§ **Supplied passage**
[BioC] tapply for enormous (>2^31 row) matrices

Wed Feb 22 21:47:31 CET 2012

Hi Matthew,

You don't need a supercomputer for that.

If you know in advance the nb of individual people, you can
preallocate the final result. Use a square numeric matrix for
the final result, where the rows and cols correspond to the
individuals. Conceptually, the matrix will be symmetric so you
just need to fill half of it. Then just read your big file by
chunks and skip the cols you don't need.

computeAllPairSums <- function(filename, nbindiv)
{
     con <- file(filename, open="r")
     on.exit(close(con))
     ans <- matrix(numeric(nbindiv * nbindiv), nrow=nbindiv)
     CHUNK_SIZE <- 5000000L
     chunk <- 0L
     while (TRUE) {
         df0 <- read.table(con,
                  col.names=c("ID1", "ID2", "ignored", "sharing"),
                  colClasses=c("integer", "integer", "NULL", "numeric"),
                  nrows=CHUNK_SIZE)
         if (nrow(df0) == 0L)
             break

         chunk <- chunk + 1L
         cat("Processing chunk", chunk, "... ")

§ **What to do**
1. In the reply on pairwise sums, what kind of matrix is recommended for holding the final result?
2. Carry on the reply on pairwise sums, picking up right after its last line of code.
The material placed after this reply on pairwise sums is separate from it.

§ **Record set**
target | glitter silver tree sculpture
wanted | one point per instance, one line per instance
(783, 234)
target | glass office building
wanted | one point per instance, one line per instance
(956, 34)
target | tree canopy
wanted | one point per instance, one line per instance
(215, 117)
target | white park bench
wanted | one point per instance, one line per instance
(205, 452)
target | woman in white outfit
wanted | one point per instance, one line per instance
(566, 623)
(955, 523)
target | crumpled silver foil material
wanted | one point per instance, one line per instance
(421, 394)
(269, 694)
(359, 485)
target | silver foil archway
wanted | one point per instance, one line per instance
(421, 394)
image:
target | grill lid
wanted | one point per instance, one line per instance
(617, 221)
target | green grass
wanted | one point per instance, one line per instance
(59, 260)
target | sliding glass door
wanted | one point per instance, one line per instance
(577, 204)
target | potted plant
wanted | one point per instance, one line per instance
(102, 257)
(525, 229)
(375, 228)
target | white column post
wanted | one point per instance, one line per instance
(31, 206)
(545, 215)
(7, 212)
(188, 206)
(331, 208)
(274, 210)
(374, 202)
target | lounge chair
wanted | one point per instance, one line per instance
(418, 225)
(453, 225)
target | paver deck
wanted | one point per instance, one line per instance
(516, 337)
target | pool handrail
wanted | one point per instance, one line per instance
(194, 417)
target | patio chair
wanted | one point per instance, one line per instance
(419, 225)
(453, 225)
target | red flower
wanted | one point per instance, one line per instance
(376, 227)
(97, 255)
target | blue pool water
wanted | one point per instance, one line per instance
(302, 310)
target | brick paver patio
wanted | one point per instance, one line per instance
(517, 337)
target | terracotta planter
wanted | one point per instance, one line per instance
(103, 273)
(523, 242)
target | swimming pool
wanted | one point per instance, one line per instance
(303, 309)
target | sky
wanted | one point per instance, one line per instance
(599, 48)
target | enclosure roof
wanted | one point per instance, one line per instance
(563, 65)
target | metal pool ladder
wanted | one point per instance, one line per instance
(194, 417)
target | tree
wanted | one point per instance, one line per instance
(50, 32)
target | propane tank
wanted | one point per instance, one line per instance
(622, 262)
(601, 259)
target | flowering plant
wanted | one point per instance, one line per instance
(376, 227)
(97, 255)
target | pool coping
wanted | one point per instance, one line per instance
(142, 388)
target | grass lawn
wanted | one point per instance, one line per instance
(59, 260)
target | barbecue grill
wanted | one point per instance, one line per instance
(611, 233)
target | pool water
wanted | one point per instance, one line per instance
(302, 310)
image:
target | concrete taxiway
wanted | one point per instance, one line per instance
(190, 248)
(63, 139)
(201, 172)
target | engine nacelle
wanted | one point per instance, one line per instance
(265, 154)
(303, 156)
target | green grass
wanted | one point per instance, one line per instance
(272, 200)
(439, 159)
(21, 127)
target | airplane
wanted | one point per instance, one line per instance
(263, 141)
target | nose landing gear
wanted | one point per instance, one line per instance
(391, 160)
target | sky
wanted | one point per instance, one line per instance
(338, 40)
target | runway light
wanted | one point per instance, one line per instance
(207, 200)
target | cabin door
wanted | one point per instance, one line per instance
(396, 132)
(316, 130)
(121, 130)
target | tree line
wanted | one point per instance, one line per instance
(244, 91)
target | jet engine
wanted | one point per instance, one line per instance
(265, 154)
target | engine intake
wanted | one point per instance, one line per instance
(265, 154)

§ **Expected answers**
1. A square numeric matrix whose rows and columns correspond to the individuals.

2.
         ## Swap ids just in case but maybe you can assume
         ## ID1 is always <= ID2 in your file.
         swap_idx <- df0[["ID2"]] < df0[["ID1"]]
         tmp <- df0[["ID1"]][swap_idx]
         df0[["ID1"]][swap_idx] <- df0[["ID2"]][swap_idx]
         df0[["ID2"]][swap_idx] <- tmp

         df <- aggregate(df0[["sharing"]], df0[c("ID1", "ID2")], sum)
         idx <- as.matrix(df[1:2])
         ans[idx] <- ans[idx] + df[[3L]]
         cat("OK\n")
     }
     ans
}

Takes 4 min 11 s and 1.5GB of RAM on my laptop to process a 80M
line file (with 'nbindiv=9000L').

Having the result in this square matrix might or might not be what
you wanted but note that it will allow fast lookup of any given pair
(or set of pairs) which is not the case with a 3 col data.frame.

Cheers,
H.

On 02/21/2012 03:11 PM, Matthew Keller wrote:
> Hello all,
>
> I just sent this to the main R forum, but realized this audience might
> have more familiarity with this type of problem...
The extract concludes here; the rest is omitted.